> _Reading text_
______________________________

# Ruroc Helmet/goggle/mask system



## legallyillegal (Oct 6, 2008)

Interesting stuff, but pretty much overkill for mostly everybody.


----------



## snowjeeper (Nov 11, 2008)

legallyillegal said:


> Interesting stuff, but pretty much overkill for mostly everybody.


RuRoC - Ouef

I'll take a queef please.


----------



## Incogneato (Nov 14, 2007)

HAHA clown show. why would you need something that severe?


----------



## WaterPog (Mar 23, 2009)

Mostly because bandanas and neoprene masks suck ass, I hate having things right up against my mouth. This has some space between the mask and your face for airflow but still keeps the wind off.


----------



## snowjeeper (Nov 11, 2008)

i actually think it looks pretty bad ass, but it would all depend on how comfortable it is.


----------



## WaterPog (Mar 23, 2009)

yea, the comfort and fit was my other big question. I sent them an e-mail regarding US distributor info and got a reply that they have something in the works and hope to have them in stores by snowboarding season.

Also found a Youtube clip of a demo:

YouTube - Ruroc Helmet/Goggle System


----------



## legallyillegal (Oct 6, 2008)

it's too bad that the materials are basic and non-special


----------



## Incogneato (Nov 14, 2007)

WaterPog said:


> Mostly because bandanas and neoprene masks suck ass, I hate having things right up against my mouth. This has some space between the mask and your face for airflow but still keeps the wind off.


 do you snowboard in antarctica?


----------



## linvillegorge (Jul 6, 2009)

Incogneato said:


> do you snowboard in antarctica?


No doubt. I don't want anything on my face. Ever. That's what beards are for! :cheeky4:


----------



## jimster716 (Feb 11, 2009)

It looks like they ship to the US. You can change the currency to the US dollar and enter the US as the ship to country.


----------



## snowjeeper (Nov 11, 2008)

i think that temps can get really freakin cold some places where you have to have skin covered. I wouldn't probably go out the, but it gets to like -30 sometimes here, and some people are hardcore.


----------

______________________________

> _Objective 1_
Rewrite the records from the line containing "Target: exhaust pipe" down through their end, replacing "exhaust pipe" with "tailpipe" and leaving everything else unchanged. Omit the pictures from your answer.

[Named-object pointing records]
______________________________

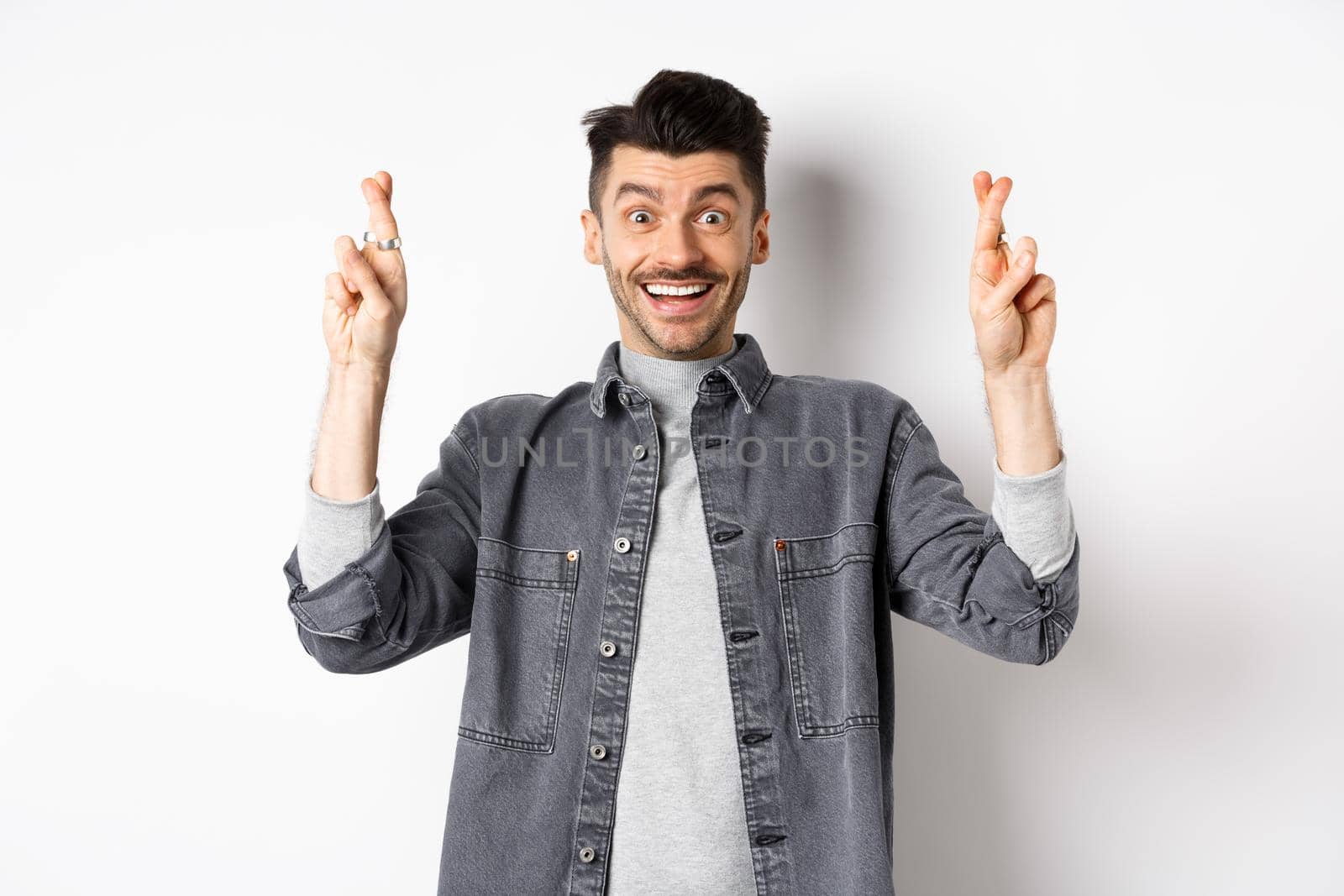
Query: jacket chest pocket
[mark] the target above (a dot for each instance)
(519, 644)
(826, 594)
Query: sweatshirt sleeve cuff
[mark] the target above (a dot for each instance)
(335, 532)
(1037, 517)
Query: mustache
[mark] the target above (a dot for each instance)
(690, 275)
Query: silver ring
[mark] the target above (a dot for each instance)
(370, 237)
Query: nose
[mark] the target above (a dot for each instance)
(678, 246)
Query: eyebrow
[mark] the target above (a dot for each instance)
(649, 192)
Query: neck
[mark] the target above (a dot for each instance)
(669, 383)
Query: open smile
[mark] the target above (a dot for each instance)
(672, 297)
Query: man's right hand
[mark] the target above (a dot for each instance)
(366, 297)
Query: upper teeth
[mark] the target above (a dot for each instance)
(659, 289)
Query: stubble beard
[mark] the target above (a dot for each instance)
(680, 340)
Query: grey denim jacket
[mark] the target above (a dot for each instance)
(827, 508)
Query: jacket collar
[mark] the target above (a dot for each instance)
(746, 371)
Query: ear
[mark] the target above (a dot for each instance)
(591, 237)
(761, 239)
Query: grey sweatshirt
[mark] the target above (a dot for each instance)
(680, 786)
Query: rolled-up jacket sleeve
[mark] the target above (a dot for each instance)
(413, 589)
(951, 569)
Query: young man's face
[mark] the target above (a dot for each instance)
(676, 222)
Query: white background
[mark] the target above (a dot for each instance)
(174, 181)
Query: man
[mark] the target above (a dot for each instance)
(679, 577)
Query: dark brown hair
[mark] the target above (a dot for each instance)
(679, 113)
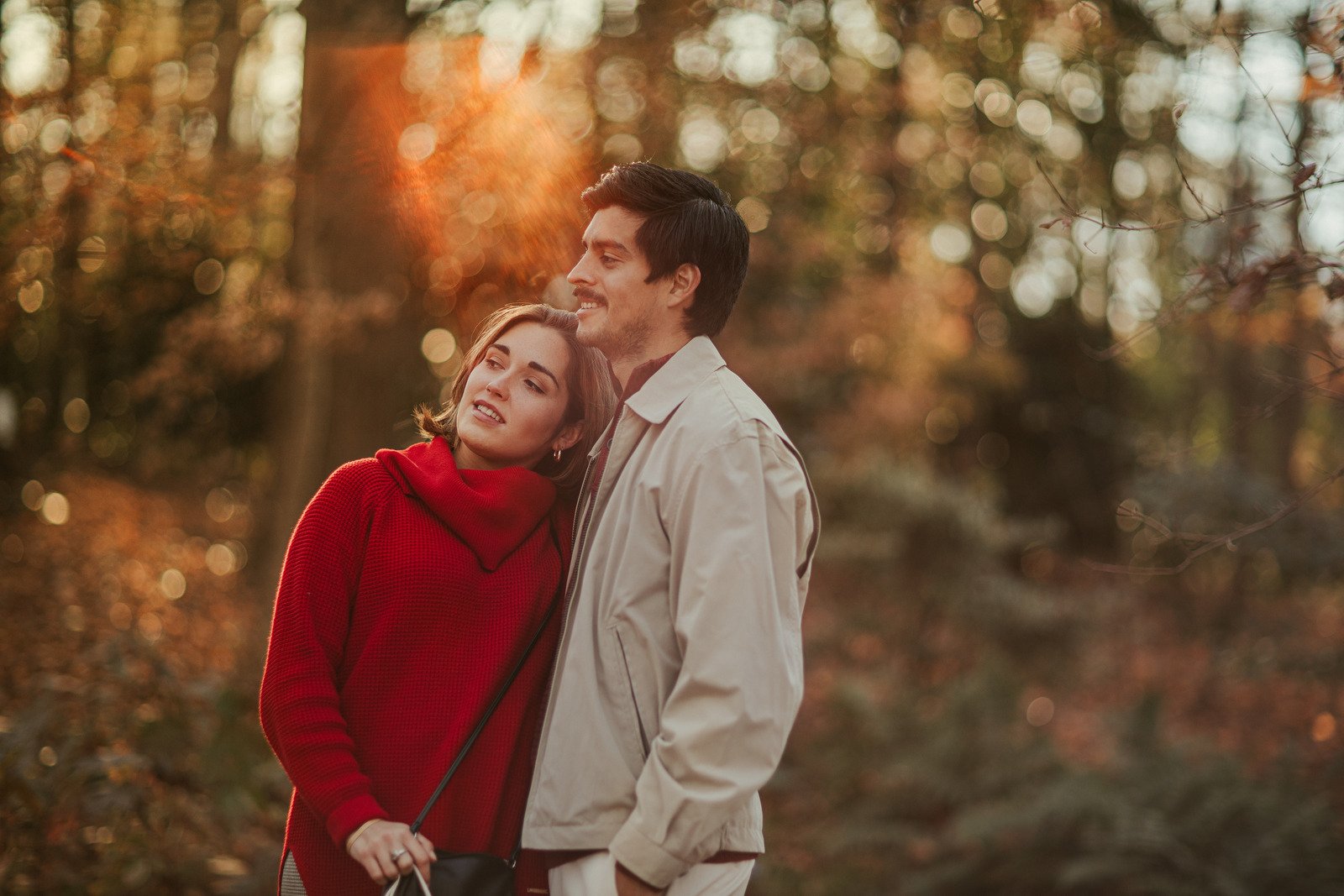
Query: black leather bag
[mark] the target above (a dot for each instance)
(468, 873)
(459, 875)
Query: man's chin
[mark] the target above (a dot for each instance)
(589, 335)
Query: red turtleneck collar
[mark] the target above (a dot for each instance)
(491, 511)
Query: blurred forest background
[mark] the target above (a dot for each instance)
(1047, 291)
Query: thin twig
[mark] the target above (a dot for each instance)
(1210, 543)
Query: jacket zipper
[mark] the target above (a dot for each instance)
(575, 563)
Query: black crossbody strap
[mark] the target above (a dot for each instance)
(490, 710)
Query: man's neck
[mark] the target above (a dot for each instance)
(624, 367)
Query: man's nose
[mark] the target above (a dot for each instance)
(578, 275)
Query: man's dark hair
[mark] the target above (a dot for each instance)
(687, 221)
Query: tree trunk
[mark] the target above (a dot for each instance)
(338, 391)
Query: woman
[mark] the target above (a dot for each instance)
(412, 584)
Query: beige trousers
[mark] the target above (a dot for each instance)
(596, 876)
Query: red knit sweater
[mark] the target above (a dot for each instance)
(409, 591)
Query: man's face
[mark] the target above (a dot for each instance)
(620, 313)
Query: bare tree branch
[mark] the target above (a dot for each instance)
(1209, 542)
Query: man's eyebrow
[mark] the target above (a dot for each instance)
(604, 244)
(503, 348)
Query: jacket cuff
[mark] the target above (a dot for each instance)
(645, 859)
(351, 815)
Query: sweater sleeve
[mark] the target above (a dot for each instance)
(300, 703)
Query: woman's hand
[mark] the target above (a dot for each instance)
(387, 851)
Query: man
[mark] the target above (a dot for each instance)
(680, 665)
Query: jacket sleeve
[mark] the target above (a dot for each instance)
(300, 703)
(741, 539)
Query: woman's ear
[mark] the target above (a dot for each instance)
(568, 437)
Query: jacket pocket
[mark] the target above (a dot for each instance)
(635, 700)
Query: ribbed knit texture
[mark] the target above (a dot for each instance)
(409, 591)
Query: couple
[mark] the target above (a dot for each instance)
(675, 540)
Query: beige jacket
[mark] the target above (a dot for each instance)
(680, 663)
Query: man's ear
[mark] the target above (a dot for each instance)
(685, 281)
(568, 437)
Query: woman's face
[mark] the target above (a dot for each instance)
(515, 399)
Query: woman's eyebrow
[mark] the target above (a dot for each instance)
(535, 365)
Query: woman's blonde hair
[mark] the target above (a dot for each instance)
(589, 383)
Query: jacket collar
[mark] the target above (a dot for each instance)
(674, 382)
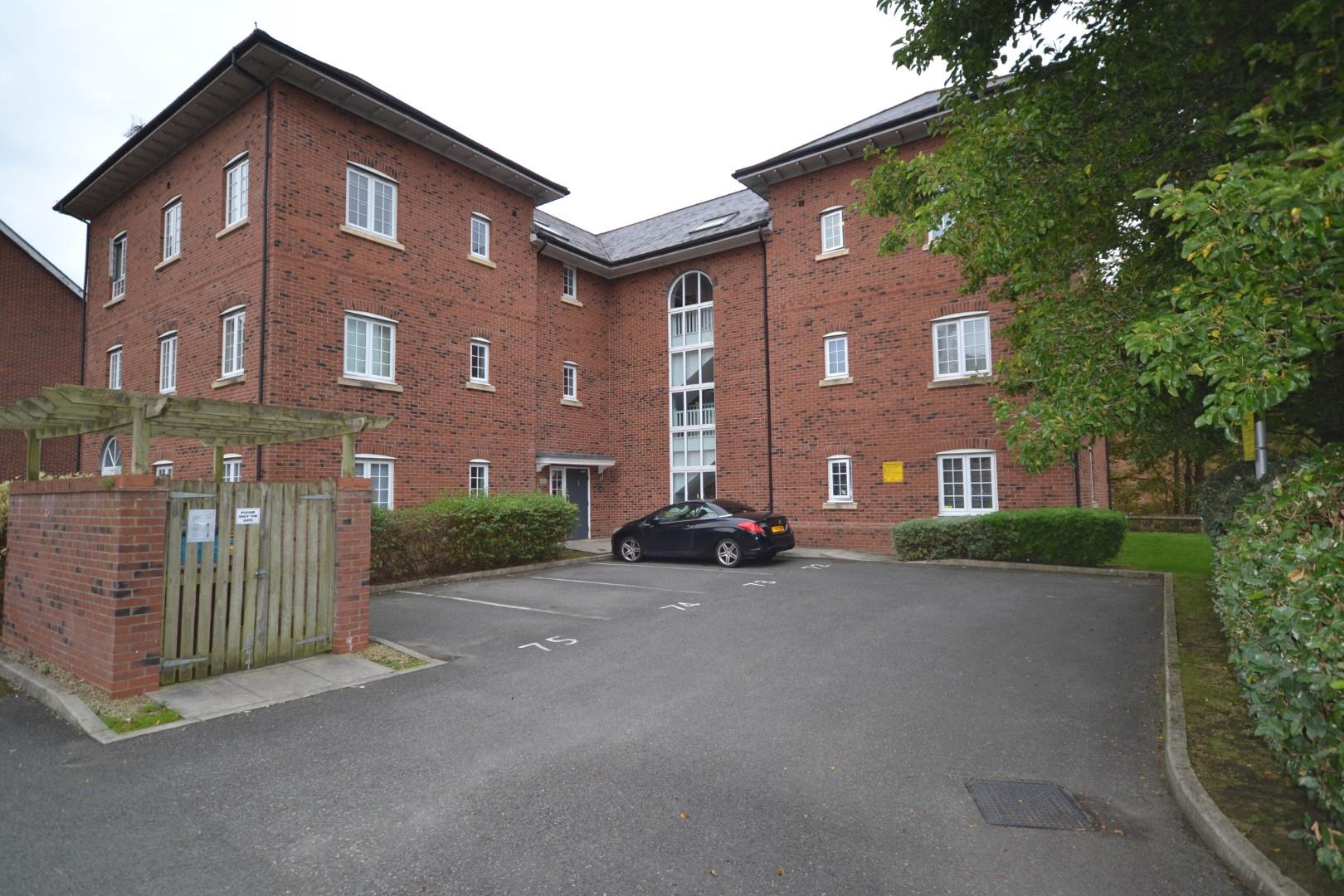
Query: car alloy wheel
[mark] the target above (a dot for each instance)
(728, 553)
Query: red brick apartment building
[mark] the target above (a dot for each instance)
(39, 344)
(286, 232)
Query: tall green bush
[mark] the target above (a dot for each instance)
(1066, 536)
(461, 533)
(1278, 581)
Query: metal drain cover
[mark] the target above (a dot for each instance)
(1029, 804)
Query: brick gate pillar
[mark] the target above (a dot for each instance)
(84, 582)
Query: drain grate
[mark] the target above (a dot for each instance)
(1029, 804)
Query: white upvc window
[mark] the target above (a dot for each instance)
(480, 368)
(173, 229)
(962, 345)
(231, 363)
(570, 382)
(114, 367)
(370, 347)
(236, 190)
(480, 236)
(168, 362)
(838, 355)
(370, 202)
(839, 480)
(378, 470)
(832, 230)
(479, 477)
(967, 483)
(117, 265)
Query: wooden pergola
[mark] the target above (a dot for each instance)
(77, 410)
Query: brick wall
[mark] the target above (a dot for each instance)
(84, 582)
(39, 345)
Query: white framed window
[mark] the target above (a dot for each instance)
(110, 460)
(480, 236)
(839, 480)
(479, 477)
(236, 190)
(962, 345)
(370, 347)
(371, 202)
(838, 355)
(968, 483)
(117, 265)
(570, 382)
(480, 368)
(173, 229)
(378, 470)
(114, 367)
(168, 362)
(832, 230)
(694, 441)
(231, 363)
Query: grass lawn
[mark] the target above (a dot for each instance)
(1234, 765)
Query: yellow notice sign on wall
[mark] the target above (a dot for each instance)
(1249, 437)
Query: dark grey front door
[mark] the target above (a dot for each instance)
(576, 488)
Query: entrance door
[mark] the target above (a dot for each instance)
(576, 489)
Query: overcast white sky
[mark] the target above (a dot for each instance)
(637, 108)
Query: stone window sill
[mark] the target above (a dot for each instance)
(362, 383)
(236, 225)
(373, 238)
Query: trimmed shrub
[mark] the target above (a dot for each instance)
(1278, 586)
(463, 533)
(1064, 536)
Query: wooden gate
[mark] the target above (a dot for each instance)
(260, 590)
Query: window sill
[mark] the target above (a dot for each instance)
(374, 384)
(236, 225)
(962, 381)
(373, 238)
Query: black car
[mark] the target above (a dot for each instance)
(723, 529)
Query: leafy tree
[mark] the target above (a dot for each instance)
(1160, 195)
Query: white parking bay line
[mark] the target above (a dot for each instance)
(613, 585)
(505, 606)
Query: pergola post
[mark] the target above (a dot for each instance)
(34, 457)
(347, 455)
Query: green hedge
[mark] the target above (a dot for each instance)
(1064, 536)
(1278, 582)
(464, 533)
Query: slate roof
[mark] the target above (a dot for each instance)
(663, 232)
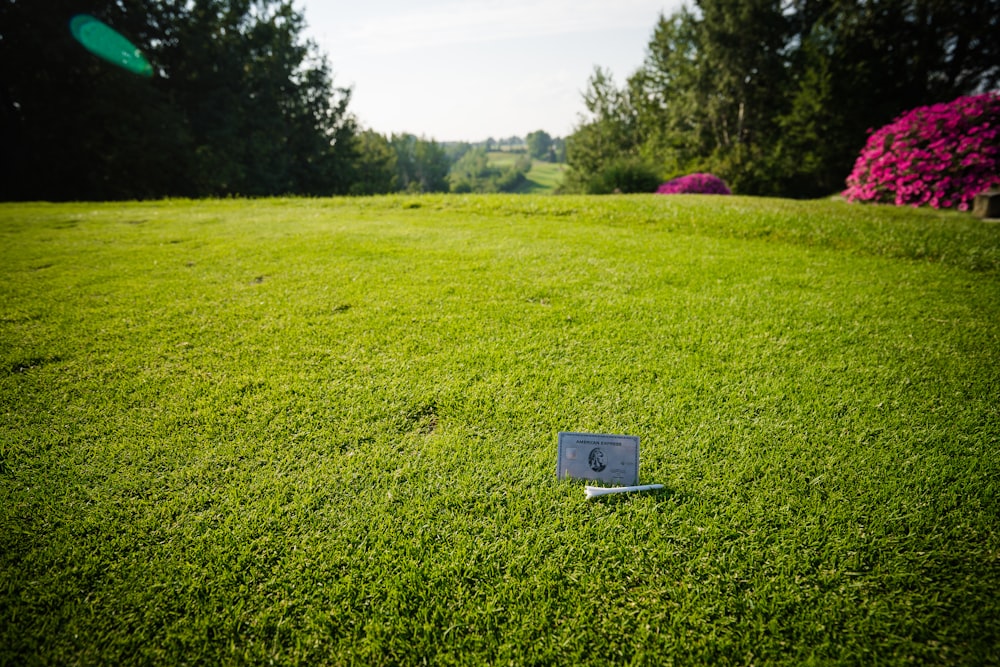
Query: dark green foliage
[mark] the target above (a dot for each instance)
(239, 104)
(776, 97)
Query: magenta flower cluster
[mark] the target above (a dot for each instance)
(940, 156)
(702, 184)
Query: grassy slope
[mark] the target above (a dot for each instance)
(543, 178)
(323, 431)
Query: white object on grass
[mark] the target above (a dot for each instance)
(594, 491)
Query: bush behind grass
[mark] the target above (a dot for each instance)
(323, 431)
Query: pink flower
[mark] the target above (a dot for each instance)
(706, 184)
(942, 155)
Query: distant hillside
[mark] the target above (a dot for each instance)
(543, 178)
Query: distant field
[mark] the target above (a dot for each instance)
(323, 432)
(543, 178)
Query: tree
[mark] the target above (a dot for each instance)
(239, 104)
(775, 96)
(375, 169)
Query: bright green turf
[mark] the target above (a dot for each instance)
(324, 432)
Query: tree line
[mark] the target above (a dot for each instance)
(239, 104)
(777, 96)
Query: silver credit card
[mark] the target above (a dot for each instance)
(599, 456)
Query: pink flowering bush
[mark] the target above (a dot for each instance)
(941, 155)
(703, 184)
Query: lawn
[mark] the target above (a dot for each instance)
(323, 431)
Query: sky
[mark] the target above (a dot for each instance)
(466, 71)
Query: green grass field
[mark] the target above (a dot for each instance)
(314, 431)
(543, 178)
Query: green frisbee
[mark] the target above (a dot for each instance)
(105, 42)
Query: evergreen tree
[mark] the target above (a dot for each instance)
(238, 104)
(776, 96)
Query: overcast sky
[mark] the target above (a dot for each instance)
(463, 71)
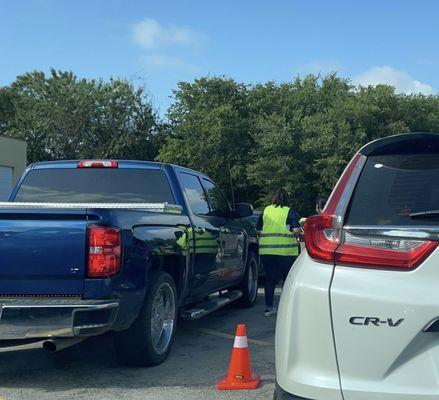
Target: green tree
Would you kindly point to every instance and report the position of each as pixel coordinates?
(64, 117)
(208, 131)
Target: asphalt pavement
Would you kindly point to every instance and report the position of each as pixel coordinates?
(199, 359)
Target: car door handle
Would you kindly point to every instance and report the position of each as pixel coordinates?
(200, 230)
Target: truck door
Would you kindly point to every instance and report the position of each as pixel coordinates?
(206, 246)
(231, 233)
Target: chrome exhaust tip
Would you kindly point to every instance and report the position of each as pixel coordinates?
(54, 345)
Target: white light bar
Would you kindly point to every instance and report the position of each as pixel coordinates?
(154, 207)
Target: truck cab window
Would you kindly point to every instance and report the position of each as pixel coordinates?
(195, 195)
(219, 206)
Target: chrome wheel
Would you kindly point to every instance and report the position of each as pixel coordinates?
(163, 314)
(253, 279)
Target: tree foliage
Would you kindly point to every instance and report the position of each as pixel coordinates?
(299, 135)
(63, 117)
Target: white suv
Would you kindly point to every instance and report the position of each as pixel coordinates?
(359, 314)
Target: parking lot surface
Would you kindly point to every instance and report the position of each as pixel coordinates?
(199, 359)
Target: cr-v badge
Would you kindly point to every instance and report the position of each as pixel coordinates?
(375, 321)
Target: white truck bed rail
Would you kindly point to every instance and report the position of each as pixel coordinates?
(154, 207)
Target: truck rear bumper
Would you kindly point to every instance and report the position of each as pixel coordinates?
(30, 318)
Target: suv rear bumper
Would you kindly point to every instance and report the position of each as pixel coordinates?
(30, 318)
(280, 394)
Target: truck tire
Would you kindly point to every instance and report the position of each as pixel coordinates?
(249, 284)
(149, 340)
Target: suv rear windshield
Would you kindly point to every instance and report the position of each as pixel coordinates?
(391, 187)
(89, 185)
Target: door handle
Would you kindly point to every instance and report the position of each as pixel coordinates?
(200, 230)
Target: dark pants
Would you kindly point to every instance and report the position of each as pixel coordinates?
(276, 269)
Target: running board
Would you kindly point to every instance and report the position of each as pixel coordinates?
(211, 305)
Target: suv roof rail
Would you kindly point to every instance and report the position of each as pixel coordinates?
(417, 142)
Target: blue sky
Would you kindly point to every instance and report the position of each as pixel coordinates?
(158, 43)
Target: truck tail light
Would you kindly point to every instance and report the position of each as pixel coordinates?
(326, 240)
(104, 251)
(97, 164)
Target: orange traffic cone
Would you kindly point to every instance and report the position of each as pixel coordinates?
(240, 371)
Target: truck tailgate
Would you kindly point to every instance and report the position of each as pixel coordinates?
(42, 252)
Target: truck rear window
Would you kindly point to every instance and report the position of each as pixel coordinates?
(391, 187)
(88, 185)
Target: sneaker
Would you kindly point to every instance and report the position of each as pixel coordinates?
(269, 312)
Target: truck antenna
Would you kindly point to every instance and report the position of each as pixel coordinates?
(231, 184)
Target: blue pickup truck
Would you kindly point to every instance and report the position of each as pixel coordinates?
(88, 247)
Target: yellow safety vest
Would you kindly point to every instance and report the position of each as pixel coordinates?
(276, 239)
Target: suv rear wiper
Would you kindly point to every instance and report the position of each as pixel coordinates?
(425, 214)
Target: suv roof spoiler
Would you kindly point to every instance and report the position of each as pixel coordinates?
(418, 142)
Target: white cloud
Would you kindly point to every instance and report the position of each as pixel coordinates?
(159, 61)
(151, 35)
(401, 80)
(319, 67)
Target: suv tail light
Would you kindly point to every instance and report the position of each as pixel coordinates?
(323, 232)
(326, 241)
(104, 251)
(384, 253)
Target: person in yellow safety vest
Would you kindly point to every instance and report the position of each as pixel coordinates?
(277, 228)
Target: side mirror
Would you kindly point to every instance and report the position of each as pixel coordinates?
(244, 210)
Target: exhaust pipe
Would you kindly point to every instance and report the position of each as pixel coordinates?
(54, 345)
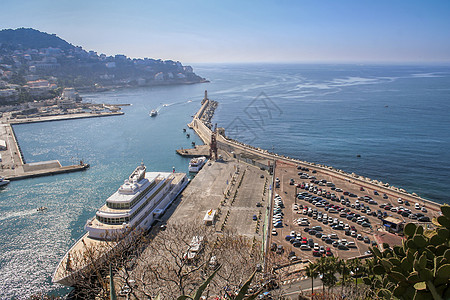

______________________________

> _Objective 2_
Return the passage of the Ruroc forum thread running from "No doubt. I" down to "ship to country.", copied word for word.

> _Complete output 1_
Target: tailpipe
Would you kindly point to every instance and report the position of each as pixel coordinates?
(54, 345)

> _Complete output 2_
No doubt. I don't want anything on my face. Ever. That's what beards are for! :cheeky4:


----------



## jimster716 (Feb 11, 2009)

It looks like they ship to the US. You can change the currency to the US dollar and enter the US as the ship to country.